• [Exercise task 1]
Select every row that contains the string "small", and copy each one. Case counts.

• [Extract]
━━━

Skinhead Apocalypse – The Charlie George Disco Spins on Forever

1971, 13 years-old. I wore Doc Martens, monkey boots sometimes, tonik trousers and orange tag Levi’s, but not a Crombie. My mates had Crombie imitations but I had a Millets parka (what was that about? Some shallow echo of Mod fashion?). I wasn’t a Skinhead or a Suedehead not even a Bovver Boy, though I followed Chelsea as much as any suburban, New Town teen might. We lived for football; at school we played it in the breaks and in PE. We played in the park after school and at weekends we played more football or we played Subbuteo. And we went to football matches; Spurs, Arsenal, OPR and Watford were who my closest friends supported. I went with them to see their teams as much as I went to see mine.

At the youth club we kicked footballs about and watched the girls dance in formation. At my mate’s house, after school, after the kick about, we listened to his older sister’s records, Max Romeo’s ‘Wet Dream’ and Prince Buster’s ‘Big Five’ over and over again. Out of reach, a distant figure, his sister seemed impossibly hip. There was no one in my family like her. But these things soon passed, as orange tag Levi’s were exchanged for Skinner jeans and Sta-Prest for channel-seamed flares. That was the sum of it for me, a fleeting moment before my interest switched from football to music – to Roxy, Lou Reed, Bowie, Alice and Slade.

Illustration by Malcolm Harrison, NTA, that accompanied Basil George’s ‘Let’s Dance’ Game v.1, n.12 (1974)

Late 1974 and Skinheads are figures of the past not only for me but also for Game magazine’s Basil George. 1974 was a long way from the point in time when Skinheads joined youth culture’s ‘long line of apocalyptic syndromes’, he wrote in his introduction to a lurid story about the contemporary dance scene. Since his Mod days at the Flamingo and Marquee, George hadn’t spent much time in the clubs, his last memorable experience on the dance floor had been at another Soho dive as the 60s turned into the 70s:

There in a dingy, smoky tomb I fumbled through a few half-hearted and fearful dances with a succession of apathetic girls with hair so short even the dim, bloodshot light failed to conceal horrifying glimpses of feminine scalp . . . Even more extreme than the short hair of the girls were skinny, but none-the-less menacing boys with their hair shaved to the point of baldness. And the boys all wore check Ben Sherman shirts, old fashioned braces, jeans cut short as much as six inches above the ankle and the mandatory ‘bovver boots’.

This scene was not for him, but the dancers held his fascination. Along one wall, the boys lent back and moved only their hips to the music. In touching distance, the girls faced the boys and moved in time. ‘Sure enough the girls dresses were pushed high up at the front and here and there was the glint of an open fly.’ The dance of sex played on.

Paul ‘Smiler’ Anderson and Mark Baxter, Scorcha! Skins, Suedes and Style From The Streets 1967-1973 (Omnibus Press, 2021)

━━━

• [Exercise task 2]
Answer these questions from the Skinhead extract above:
(a) In what year was the narrator 13 years old?
(b) At which two clubs did Basil George spend his Mod days?
(c) Who made the illustration for Basil George's 'Let's Dance'?

(Collected data)
━━━

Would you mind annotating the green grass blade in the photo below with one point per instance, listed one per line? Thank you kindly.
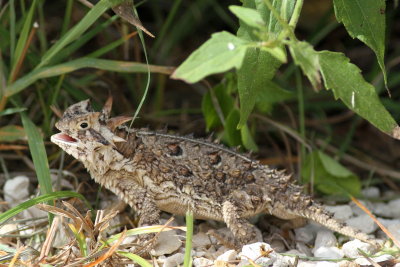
(189, 234)
(104, 64)
(90, 18)
(139, 260)
(67, 51)
(22, 38)
(12, 29)
(40, 199)
(38, 152)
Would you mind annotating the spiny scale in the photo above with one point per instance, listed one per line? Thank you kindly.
(154, 171)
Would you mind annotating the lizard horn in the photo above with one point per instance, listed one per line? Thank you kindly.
(116, 121)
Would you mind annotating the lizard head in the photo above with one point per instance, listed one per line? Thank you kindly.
(84, 131)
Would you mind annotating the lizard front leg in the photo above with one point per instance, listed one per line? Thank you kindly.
(243, 231)
(142, 202)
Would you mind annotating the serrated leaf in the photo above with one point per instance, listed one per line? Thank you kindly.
(347, 84)
(249, 16)
(365, 20)
(259, 66)
(330, 176)
(225, 102)
(222, 52)
(258, 69)
(307, 58)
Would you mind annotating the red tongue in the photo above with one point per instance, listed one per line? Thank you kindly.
(65, 137)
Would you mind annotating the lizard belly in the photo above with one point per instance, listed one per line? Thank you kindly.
(175, 206)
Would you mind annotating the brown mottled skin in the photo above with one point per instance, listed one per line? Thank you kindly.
(155, 171)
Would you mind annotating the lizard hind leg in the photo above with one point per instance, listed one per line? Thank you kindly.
(243, 231)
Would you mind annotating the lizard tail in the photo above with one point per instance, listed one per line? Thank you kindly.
(318, 214)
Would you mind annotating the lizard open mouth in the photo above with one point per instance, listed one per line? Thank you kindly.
(65, 138)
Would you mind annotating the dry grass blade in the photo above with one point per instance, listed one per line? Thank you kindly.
(383, 228)
(49, 238)
(109, 253)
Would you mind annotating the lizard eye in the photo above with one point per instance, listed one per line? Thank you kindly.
(83, 125)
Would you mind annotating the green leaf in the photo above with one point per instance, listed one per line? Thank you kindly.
(330, 176)
(232, 135)
(40, 199)
(104, 64)
(258, 69)
(39, 156)
(307, 58)
(249, 16)
(346, 82)
(271, 95)
(11, 133)
(247, 139)
(259, 66)
(365, 20)
(225, 102)
(222, 52)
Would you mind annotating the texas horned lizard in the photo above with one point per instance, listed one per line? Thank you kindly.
(154, 171)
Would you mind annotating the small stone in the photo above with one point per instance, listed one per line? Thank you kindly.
(357, 211)
(284, 261)
(327, 264)
(371, 192)
(229, 255)
(305, 234)
(278, 246)
(395, 230)
(325, 238)
(167, 243)
(328, 253)
(16, 190)
(340, 212)
(256, 251)
(174, 260)
(363, 223)
(364, 261)
(201, 262)
(201, 240)
(350, 249)
(394, 206)
(382, 209)
(303, 248)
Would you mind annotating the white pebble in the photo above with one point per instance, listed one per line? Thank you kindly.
(363, 223)
(350, 249)
(201, 262)
(340, 212)
(255, 251)
(201, 240)
(305, 234)
(395, 230)
(174, 260)
(382, 209)
(327, 264)
(364, 261)
(16, 190)
(394, 206)
(167, 243)
(328, 253)
(357, 211)
(325, 238)
(229, 255)
(371, 192)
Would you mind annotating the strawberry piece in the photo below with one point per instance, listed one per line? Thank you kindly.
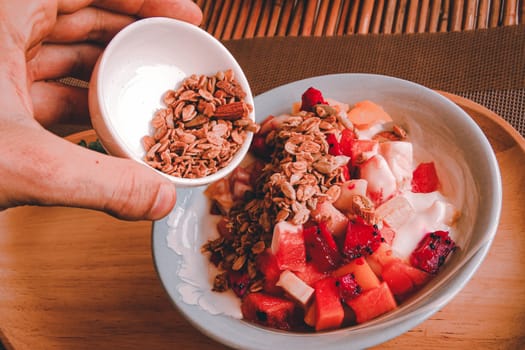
(259, 147)
(268, 310)
(239, 282)
(333, 145)
(361, 239)
(424, 178)
(432, 251)
(310, 98)
(320, 249)
(346, 142)
(348, 287)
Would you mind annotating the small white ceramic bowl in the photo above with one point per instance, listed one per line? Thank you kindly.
(471, 180)
(141, 63)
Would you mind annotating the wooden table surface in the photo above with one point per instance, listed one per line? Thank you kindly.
(80, 279)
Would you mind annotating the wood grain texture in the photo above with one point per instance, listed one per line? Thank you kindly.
(79, 279)
(252, 18)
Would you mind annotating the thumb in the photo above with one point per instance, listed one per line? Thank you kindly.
(47, 170)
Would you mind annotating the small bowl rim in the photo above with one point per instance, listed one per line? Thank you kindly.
(113, 130)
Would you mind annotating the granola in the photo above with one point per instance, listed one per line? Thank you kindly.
(204, 124)
(300, 173)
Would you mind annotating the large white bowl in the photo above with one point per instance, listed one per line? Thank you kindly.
(434, 124)
(139, 65)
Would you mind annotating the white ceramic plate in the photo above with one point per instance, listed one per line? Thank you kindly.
(187, 275)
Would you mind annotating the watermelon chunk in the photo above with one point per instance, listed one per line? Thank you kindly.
(268, 310)
(310, 274)
(373, 303)
(380, 258)
(404, 279)
(425, 179)
(288, 246)
(329, 312)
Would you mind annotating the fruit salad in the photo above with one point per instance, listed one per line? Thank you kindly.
(332, 221)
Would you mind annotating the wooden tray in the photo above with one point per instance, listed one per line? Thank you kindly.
(78, 279)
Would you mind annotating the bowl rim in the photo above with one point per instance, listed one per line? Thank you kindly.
(409, 319)
(184, 28)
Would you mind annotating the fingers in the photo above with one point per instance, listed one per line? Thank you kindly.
(100, 25)
(186, 10)
(57, 61)
(88, 24)
(55, 102)
(41, 168)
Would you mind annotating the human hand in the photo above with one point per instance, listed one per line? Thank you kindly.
(44, 40)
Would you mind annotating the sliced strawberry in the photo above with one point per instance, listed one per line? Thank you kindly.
(310, 98)
(424, 178)
(361, 239)
(432, 251)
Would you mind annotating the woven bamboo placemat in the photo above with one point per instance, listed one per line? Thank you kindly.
(486, 66)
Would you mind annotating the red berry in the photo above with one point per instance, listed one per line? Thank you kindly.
(432, 251)
(333, 145)
(259, 147)
(320, 249)
(239, 282)
(361, 239)
(310, 98)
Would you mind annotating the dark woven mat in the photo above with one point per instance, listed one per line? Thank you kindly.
(486, 66)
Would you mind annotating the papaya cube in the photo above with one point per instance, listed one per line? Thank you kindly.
(288, 246)
(310, 274)
(329, 312)
(373, 303)
(381, 182)
(366, 113)
(398, 155)
(402, 278)
(268, 310)
(363, 274)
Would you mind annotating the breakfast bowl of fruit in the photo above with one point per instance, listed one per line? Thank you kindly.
(365, 204)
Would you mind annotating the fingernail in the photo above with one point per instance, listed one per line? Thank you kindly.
(166, 198)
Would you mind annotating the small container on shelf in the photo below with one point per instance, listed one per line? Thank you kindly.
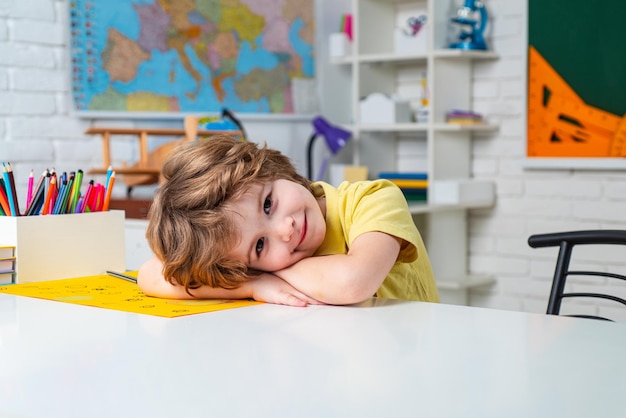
(464, 117)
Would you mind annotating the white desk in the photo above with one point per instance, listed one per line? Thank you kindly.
(379, 359)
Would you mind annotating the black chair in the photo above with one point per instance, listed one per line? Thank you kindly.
(566, 241)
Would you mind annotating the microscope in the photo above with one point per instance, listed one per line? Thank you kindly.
(473, 18)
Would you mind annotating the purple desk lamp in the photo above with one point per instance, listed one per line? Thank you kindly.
(336, 138)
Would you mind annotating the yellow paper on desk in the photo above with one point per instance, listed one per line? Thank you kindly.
(104, 291)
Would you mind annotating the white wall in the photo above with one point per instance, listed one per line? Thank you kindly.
(36, 131)
(531, 201)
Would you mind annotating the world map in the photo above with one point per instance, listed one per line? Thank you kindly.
(190, 55)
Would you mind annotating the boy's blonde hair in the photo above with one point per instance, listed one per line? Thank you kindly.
(189, 229)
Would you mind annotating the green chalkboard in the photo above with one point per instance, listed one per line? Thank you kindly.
(585, 42)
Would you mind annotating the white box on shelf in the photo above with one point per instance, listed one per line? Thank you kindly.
(49, 247)
(378, 108)
(339, 45)
(462, 191)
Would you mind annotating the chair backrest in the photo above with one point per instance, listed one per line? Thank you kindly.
(566, 241)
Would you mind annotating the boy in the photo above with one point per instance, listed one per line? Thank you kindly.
(233, 221)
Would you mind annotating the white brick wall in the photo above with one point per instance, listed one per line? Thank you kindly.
(36, 130)
(534, 201)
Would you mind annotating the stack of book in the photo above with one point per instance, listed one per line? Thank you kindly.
(414, 186)
(464, 117)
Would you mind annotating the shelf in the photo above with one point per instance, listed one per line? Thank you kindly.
(442, 150)
(425, 208)
(453, 127)
(394, 127)
(391, 58)
(462, 53)
(423, 127)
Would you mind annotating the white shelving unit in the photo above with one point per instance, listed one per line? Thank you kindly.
(442, 150)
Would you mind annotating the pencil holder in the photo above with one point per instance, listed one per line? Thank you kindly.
(49, 247)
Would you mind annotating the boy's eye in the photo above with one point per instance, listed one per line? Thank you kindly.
(267, 205)
(259, 245)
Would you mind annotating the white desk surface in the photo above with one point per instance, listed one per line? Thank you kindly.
(377, 359)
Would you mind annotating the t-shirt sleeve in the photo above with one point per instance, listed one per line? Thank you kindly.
(380, 206)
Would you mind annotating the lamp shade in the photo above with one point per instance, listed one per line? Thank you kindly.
(336, 138)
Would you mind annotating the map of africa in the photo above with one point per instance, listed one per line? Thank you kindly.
(190, 55)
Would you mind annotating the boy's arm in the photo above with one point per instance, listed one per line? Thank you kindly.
(346, 278)
(263, 288)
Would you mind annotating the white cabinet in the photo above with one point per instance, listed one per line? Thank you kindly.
(376, 64)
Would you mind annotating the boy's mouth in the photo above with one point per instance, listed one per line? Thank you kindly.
(302, 232)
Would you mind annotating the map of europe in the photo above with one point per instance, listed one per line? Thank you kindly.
(190, 55)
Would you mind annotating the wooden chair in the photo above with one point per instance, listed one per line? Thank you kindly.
(147, 169)
(566, 241)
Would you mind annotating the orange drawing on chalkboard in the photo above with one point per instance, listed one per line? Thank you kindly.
(561, 124)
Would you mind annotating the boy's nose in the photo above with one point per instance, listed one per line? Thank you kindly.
(285, 228)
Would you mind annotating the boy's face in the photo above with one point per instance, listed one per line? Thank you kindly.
(280, 223)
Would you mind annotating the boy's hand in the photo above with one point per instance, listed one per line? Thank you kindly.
(271, 289)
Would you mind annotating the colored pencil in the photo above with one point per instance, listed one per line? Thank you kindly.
(4, 201)
(29, 192)
(13, 189)
(45, 210)
(109, 189)
(76, 191)
(86, 197)
(9, 191)
(39, 186)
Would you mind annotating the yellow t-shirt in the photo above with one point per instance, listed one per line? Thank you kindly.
(355, 208)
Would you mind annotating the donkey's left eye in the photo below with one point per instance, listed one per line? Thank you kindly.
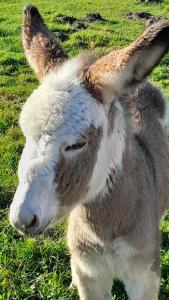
(74, 147)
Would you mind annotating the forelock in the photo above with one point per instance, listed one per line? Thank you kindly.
(59, 100)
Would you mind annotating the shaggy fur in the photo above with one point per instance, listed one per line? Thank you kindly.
(96, 148)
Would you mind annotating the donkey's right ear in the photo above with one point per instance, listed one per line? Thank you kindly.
(42, 52)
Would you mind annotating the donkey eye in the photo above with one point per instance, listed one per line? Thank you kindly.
(74, 147)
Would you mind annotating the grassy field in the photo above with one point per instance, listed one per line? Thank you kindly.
(39, 269)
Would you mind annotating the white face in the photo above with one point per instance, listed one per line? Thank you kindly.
(68, 153)
(62, 126)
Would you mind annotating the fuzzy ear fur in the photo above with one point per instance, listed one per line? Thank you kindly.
(42, 52)
(123, 68)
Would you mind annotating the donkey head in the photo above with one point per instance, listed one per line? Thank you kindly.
(74, 123)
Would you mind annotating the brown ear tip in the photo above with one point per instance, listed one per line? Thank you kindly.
(31, 10)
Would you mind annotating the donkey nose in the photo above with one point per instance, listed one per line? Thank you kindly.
(26, 222)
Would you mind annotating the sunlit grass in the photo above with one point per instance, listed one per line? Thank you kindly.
(39, 269)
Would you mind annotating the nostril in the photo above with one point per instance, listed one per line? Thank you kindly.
(34, 222)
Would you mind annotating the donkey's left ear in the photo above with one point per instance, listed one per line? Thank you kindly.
(42, 52)
(123, 68)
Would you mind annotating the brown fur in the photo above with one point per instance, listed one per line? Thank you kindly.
(119, 229)
(42, 52)
(116, 61)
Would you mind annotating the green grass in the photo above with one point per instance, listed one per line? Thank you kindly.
(39, 269)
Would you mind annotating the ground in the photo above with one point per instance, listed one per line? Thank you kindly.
(39, 269)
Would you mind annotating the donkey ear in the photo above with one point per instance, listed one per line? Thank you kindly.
(121, 69)
(42, 52)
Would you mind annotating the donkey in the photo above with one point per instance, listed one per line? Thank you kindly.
(96, 149)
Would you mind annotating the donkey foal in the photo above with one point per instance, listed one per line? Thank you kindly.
(96, 149)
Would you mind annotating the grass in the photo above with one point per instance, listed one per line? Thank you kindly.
(39, 269)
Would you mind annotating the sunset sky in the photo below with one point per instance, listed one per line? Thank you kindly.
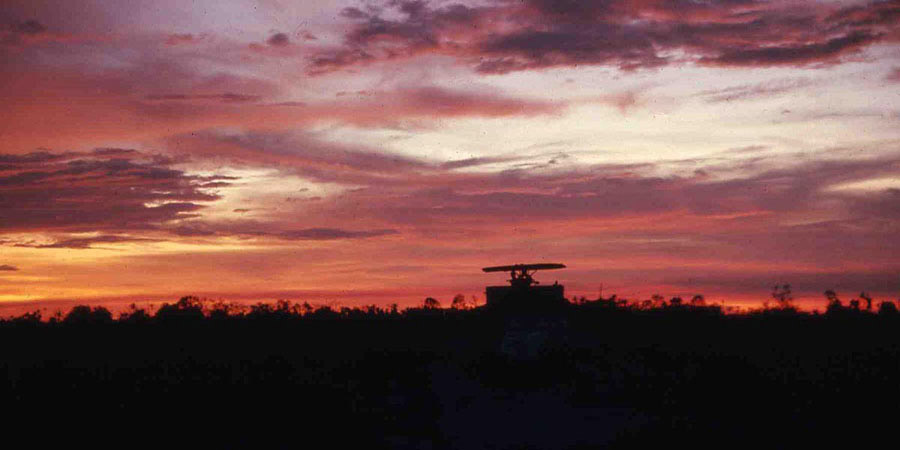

━━━

• [Output 1]
Would you mind annotating the small stone in the photo above with one point per instance, listed one per line? Thank you kindly.
Would you mind annotating the small white ceramic bowl in the photo above with one point per instance, listed one per line? Thank you kindly.
Would you mind annotating the small bowl rim in the photo above with one point per instance, listed one per line? Thank you kindly.
Would you mind annotating the small container on shelf in the photo below with one point per instance, listed one per line? Thank you kindly.

• [Output 2]
(a) 1971
(b) The Flamingo and the Marquee
(c) Malcolm Harrison